Reading passage =>
━━━━

The trigger for the March quarter, CEO of Derrimon Trading Derrick Cotterell says, is disruptions in the supply of finished goods and raw materials caused by the Ukraine-Russia crisis and a surge in demand arising from the rollback of pandemic restrictions. The continuing shortage of shipping containers has also sparked bidding wars for cargo space, he said.

The cost to ship goods to Jamaica is said to have fallen some 12 per cent in recent times but still exceeds pre-pandemic levels.

Companies have been going back to the drawing board on lead times, that is the timely placement of orders to replenish stock, supplier arrangements and economic order quantities, or EOQs, which is that sweet spot for minimising a company’s total costs of ordering, receiving, and holding inventory

“Let’s say lead time used to be four weeks to get here. Now we have to increase that to six or eight weeks because of the uncertainties around shipping,” Cotterell said.

Before the pandemic hit, supply chain managers typically focused on procuring finished goods and raw materials for the lowest cost possible, but that’s also slowly fading with the changing economic tides.

Company managers spend more working through supply details, including sourcing and securing alternative products in the event of product shortages, developing deeper relations with suppliers, and reworking their budget to accommodate for pricier imports.

The impacts vary for companies, depending on their scale, but for operations like grocery and consumer products trader Derrimon and tea maker Jamaican Teas Limited, both of which are listed on the junior stock market for SMEs, they have had to become more creative in their procurement strategies.

At large company Wisynco Group: “We can go out buy, say, six months’ worth of raw materials and lock in a price” but smaller companies “have to probably buy every two months or maybe in some cases every few weeks”, said Chairman William Mahfood. “Their pricing is already higher, and they are also at risk of price increases on a continuous basis.”

One of those small companies, Jamaican Teas Limited, says it has had to become more nimble in the management of its supply arrangements. CEO John Mahfood also said the company now spends more time on purchase orders and recently increased inventory by $100 million, hoping to avoid a recurrence of a dip in export sales that emanated from a shortage of raw material supplies.

━━━━

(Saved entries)
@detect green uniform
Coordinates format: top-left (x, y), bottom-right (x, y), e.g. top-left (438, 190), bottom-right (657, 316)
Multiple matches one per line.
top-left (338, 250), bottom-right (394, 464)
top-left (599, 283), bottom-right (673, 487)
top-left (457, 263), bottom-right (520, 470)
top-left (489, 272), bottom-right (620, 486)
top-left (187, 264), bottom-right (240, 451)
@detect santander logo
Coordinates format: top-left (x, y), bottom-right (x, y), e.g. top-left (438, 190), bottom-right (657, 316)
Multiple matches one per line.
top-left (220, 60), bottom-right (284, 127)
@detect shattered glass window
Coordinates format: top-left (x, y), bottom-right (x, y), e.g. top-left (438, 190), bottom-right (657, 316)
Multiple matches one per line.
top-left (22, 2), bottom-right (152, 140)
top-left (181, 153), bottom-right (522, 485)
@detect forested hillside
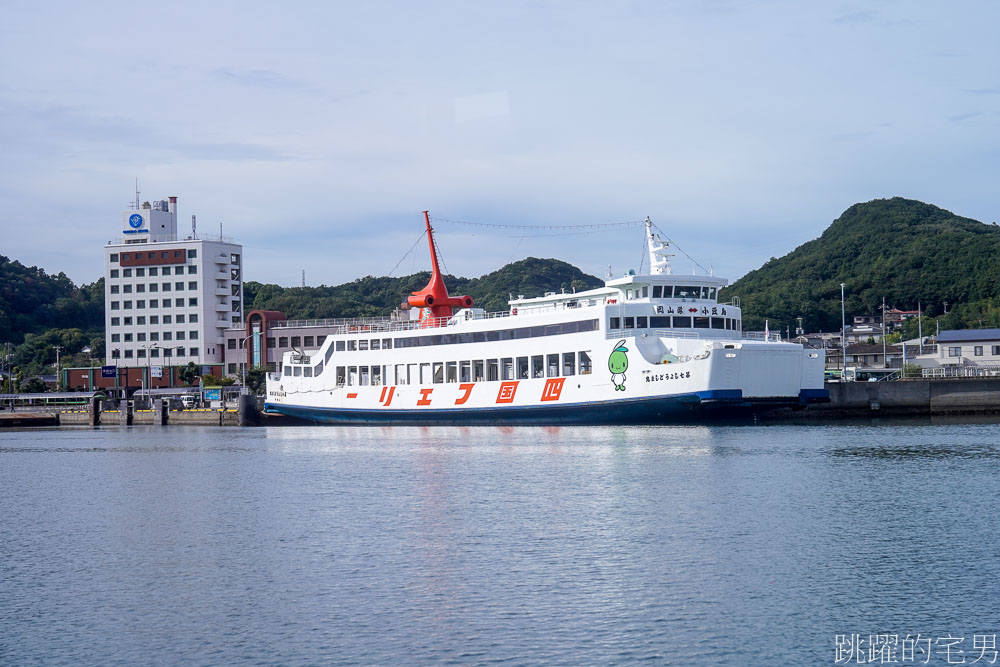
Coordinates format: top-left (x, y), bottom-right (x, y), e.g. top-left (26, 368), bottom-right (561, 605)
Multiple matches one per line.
top-left (722, 197), bottom-right (1000, 331)
top-left (0, 255), bottom-right (104, 345)
top-left (243, 257), bottom-right (604, 319)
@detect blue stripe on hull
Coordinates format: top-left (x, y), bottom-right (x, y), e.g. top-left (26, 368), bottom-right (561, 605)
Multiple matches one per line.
top-left (264, 389), bottom-right (801, 426)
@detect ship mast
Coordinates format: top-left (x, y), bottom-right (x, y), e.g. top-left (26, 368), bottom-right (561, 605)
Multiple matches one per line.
top-left (645, 216), bottom-right (674, 275)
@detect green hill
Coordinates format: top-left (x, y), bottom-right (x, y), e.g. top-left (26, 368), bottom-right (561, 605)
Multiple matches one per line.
top-left (243, 257), bottom-right (604, 319)
top-left (722, 197), bottom-right (1000, 331)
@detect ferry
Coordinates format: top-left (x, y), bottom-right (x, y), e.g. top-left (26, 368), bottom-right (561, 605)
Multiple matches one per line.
top-left (265, 211), bottom-right (829, 425)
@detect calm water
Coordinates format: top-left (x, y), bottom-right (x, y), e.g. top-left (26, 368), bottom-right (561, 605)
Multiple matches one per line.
top-left (0, 423), bottom-right (1000, 665)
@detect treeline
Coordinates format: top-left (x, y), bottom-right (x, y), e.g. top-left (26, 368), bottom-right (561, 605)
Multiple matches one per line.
top-left (243, 257), bottom-right (604, 319)
top-left (722, 197), bottom-right (1000, 335)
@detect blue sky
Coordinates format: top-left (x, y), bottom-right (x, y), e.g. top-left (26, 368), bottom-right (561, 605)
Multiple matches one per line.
top-left (0, 0), bottom-right (1000, 285)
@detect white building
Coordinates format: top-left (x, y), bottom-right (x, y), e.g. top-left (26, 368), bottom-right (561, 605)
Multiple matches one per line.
top-left (104, 197), bottom-right (243, 366)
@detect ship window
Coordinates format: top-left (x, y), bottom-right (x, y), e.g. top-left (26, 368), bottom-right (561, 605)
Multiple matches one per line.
top-left (563, 352), bottom-right (576, 375)
top-left (545, 354), bottom-right (559, 377)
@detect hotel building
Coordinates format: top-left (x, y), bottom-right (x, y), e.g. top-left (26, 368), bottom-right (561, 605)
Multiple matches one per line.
top-left (104, 197), bottom-right (243, 367)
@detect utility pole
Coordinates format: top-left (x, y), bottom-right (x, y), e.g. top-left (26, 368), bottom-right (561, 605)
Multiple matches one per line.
top-left (52, 345), bottom-right (62, 389)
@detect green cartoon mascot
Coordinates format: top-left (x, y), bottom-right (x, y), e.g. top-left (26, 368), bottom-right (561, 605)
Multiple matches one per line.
top-left (608, 339), bottom-right (628, 391)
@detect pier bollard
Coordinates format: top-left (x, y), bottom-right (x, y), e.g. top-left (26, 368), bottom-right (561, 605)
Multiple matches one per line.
top-left (118, 400), bottom-right (133, 426)
top-left (87, 396), bottom-right (103, 426)
top-left (237, 394), bottom-right (260, 426)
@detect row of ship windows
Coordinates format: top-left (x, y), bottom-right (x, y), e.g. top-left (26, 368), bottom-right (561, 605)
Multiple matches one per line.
top-left (609, 315), bottom-right (743, 331)
top-left (109, 264), bottom-right (198, 278)
top-left (111, 280), bottom-right (198, 294)
top-left (283, 350), bottom-right (593, 387)
top-left (111, 297), bottom-right (201, 310)
top-left (111, 347), bottom-right (199, 359)
top-left (625, 285), bottom-right (716, 301)
top-left (111, 330), bottom-right (198, 343)
top-left (111, 313), bottom-right (198, 327)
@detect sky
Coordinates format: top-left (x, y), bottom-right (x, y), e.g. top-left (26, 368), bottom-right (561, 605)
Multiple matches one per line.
top-left (0, 0), bottom-right (1000, 286)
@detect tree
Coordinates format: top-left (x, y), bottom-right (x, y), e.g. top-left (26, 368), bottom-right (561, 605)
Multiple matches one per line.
top-left (177, 361), bottom-right (201, 385)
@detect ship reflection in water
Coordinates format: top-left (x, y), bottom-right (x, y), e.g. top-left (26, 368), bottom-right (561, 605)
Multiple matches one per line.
top-left (0, 422), bottom-right (1000, 665)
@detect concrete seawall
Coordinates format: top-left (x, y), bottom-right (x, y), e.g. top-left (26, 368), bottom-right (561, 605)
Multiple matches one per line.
top-left (774, 378), bottom-right (1000, 419)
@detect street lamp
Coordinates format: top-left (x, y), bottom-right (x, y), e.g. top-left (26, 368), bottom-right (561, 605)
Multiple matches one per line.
top-left (142, 343), bottom-right (160, 402)
top-left (840, 283), bottom-right (847, 382)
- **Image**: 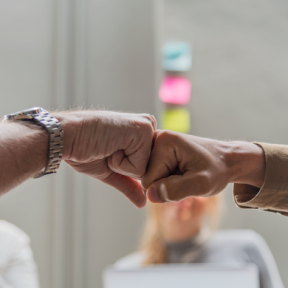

━━━━

Questions =>
a. Duplicate the stretch of the supply chain passage from "Before the pandemic" through "changing economic tides.".
b. Answer these questions from the supply chain passage.
(i) By about how much is the cost to ship goods to Jamaica said to have fallen?
(ii) In Cotterell's example, a lead time of four weeks now has to be increased to how long?
(iii) By how much did Jamaican Teas Limited recently increase its inventory?
The saved entries play no part in what comes next.

Answers to the exercise =>
a.
Before the pandemic hit, supply chain managers typically focused on procuring finished goods and raw materials for the lowest cost possible, but that’s also slowly fading with the changing economic tides.

b.
(i) About 12 percent
(ii) Six or eight weeks
(iii) $100 million